■ Verilen alıştırma: Lütfen aşağıdaki öğelerin tümünü, "metin" ve "cevap" adlı iki sütunu olan bir CSV olarak düzenleyin; her öğe bir satır olsun. Her alanı tırnak içine alın ve içindeki satır sonlarını boşlukla değiştirin.

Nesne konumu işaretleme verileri
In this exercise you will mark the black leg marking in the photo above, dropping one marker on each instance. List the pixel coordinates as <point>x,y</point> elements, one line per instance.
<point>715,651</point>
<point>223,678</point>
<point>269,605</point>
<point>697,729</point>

■ Çözüm aşağıda:
metin,cevap
"In this exercise you will mark the black leg marking in the photo above, dropping one marker on each instance. List the pixel coordinates as <point>x,y</point> elements, one line per instance.","<point>715,651</point> <point>223,678</point> <point>269,605</point> <point>697,729</point>"